▶ **DOCUMENT EXCERPT**:
★ ★ ★

Abstract
We present a systematic assessment of polygenic risk score (PRS) prediction across more than 1,600 traits using genetic and phenotype data in the UK Biobank. We report 428 sparse PRS models with significant (p < 2.5 × 10−5) incremental predictive performance when compared against the covariate-only model that considers age, sex, and the genotype principal components. We report a significant correlation between the number of genetic variants selected in the sparse PRS model and the incremental predictive performance in quantitative traits (Spearman’s ρ = 0.54, p = 1.4 × 10−15), but not in binary traits (ρ = 0.059, p = 0.35). The sparse PRS model trained on European individuals showed limited transferability when evaluated on individuals from non-European individuals in the UK Biobank. We provide the PRS model weights on the Global Biobank Engine (https://biobankengine.stanford.edu/prs).
Competing Interest Statement
M.A.R is on the SAB of 54Gene and Computational Advisory Board for Goldfinch Bio and has advised BioMarin, Third Rock Ventures, MazeTx, and Related Sciences.
Funding Statement
This work has been supported by the Funai Foundation for Information Technology [to Y.T.]; Stanford University School of Medicine [to R.L.; Y.T.; and M.A.R.]; National Institute of Health center for Multi and Trans-ethnic Mapping of Mendelian and Complex Diseases [5U01 HG009080 to M.A.R]; National Human Genome Research Institute of the National Institutes of Health [R01HG010140 to M.A.R.]; National Institute of Health [5R01 EB001988-16 to R.T., 5R01 EB 001988-21 to T.H.]; and National Science Foundation [19 DMS1208164 to R.T., DMS-1407548 to T.H.].
Author Declarations
I confirm all relevant ethical guidelines have been followed, and any necessary IRB and/or ethics committee approvals have been obtained.

★ ★ ★

▶ **PROBLEMS TO WORK ON**:
a - Extract the stretch of the polygenic risk score preprint from "Author Declarations" through "have been obtained.", copying it word for word.
b - Continue the polygenic risk score preprint from the point where it ends.
The records that come next aren't needed for anything here.

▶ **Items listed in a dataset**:
★ ★ ★

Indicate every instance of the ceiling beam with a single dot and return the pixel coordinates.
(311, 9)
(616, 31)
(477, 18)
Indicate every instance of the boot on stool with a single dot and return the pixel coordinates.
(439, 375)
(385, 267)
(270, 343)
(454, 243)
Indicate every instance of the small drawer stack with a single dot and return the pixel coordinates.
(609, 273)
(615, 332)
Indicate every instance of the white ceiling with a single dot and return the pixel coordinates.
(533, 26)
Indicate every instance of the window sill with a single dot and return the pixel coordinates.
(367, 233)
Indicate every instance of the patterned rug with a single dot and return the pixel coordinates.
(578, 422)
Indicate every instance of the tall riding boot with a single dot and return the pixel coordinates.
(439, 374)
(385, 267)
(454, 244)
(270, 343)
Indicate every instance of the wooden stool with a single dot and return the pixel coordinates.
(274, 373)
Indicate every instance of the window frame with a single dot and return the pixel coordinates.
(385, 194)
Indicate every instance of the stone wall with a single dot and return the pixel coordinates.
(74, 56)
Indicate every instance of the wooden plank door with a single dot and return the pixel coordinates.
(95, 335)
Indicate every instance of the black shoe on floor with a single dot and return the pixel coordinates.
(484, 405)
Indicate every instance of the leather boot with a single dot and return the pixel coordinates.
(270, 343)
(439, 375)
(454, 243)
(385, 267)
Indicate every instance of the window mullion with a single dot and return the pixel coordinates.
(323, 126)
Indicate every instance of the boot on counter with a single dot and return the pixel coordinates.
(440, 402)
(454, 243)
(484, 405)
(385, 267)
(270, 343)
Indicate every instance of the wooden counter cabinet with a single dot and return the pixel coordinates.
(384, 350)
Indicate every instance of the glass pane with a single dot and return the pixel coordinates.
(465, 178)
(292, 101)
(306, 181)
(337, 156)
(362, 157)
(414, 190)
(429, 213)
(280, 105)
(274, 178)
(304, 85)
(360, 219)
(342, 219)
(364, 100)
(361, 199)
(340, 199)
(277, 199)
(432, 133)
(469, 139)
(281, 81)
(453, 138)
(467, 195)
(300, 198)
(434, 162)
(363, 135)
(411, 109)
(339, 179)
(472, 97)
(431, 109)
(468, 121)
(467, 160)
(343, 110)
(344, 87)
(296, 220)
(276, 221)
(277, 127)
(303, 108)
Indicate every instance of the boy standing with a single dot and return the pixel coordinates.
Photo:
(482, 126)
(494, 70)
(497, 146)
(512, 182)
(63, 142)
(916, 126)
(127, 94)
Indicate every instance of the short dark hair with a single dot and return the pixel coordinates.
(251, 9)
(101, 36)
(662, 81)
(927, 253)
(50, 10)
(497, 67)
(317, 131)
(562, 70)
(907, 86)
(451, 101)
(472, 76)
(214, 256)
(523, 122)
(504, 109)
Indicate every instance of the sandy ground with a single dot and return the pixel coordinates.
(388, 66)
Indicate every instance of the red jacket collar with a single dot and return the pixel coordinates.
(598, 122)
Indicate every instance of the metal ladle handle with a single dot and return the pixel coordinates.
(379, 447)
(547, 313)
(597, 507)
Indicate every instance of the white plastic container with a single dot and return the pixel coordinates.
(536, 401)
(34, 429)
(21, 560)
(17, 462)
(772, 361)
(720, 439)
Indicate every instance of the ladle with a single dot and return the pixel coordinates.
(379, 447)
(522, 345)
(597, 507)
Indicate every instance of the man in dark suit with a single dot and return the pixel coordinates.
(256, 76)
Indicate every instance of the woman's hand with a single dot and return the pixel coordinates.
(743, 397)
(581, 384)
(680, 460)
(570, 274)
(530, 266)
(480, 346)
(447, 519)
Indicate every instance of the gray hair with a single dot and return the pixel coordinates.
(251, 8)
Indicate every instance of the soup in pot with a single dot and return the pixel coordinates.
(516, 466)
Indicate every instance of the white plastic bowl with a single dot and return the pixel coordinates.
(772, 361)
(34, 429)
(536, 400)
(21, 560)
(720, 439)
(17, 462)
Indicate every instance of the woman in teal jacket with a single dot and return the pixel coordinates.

★ ★ ★

▶ **SOLVED TASKS**:
a -
Author Declarations
I confirm all relevant ethical guidelines have been followed, and any necessary IRB and/or ethics committee approvals have been obtained.

b -
Yes
The details of the IRB/oversight body that provided approval or exemption for the research described are given below:
Based on the information provided in Protocol 44532, the Stanford IRB has determined that the research does not involve human subjects as defined in 45 CFR 46.102(f) or 21 CFR 50.3(g).
All necessary patient/participant consent has been obtained and the appropriate institutional forms have been archived.
Yes
I understand that all clinical trials and any other prospective interventional studies must be registered with an ICMJE-approved registry, such as ClinicalTrials.gov. I confirm that any such study reported in the manuscript has been registered and the trial registration ID is provided (note: if posting a prospective study registered retrospectively, please provide a statement in the trial ID field explaining why the study was not registered in advance).
Yes
I have followed all appropriate research reporting guidelines and uploaded the relevant EQUATOR Network research reporting checklist(s) and other pertinent material as supplementary files, if applicable.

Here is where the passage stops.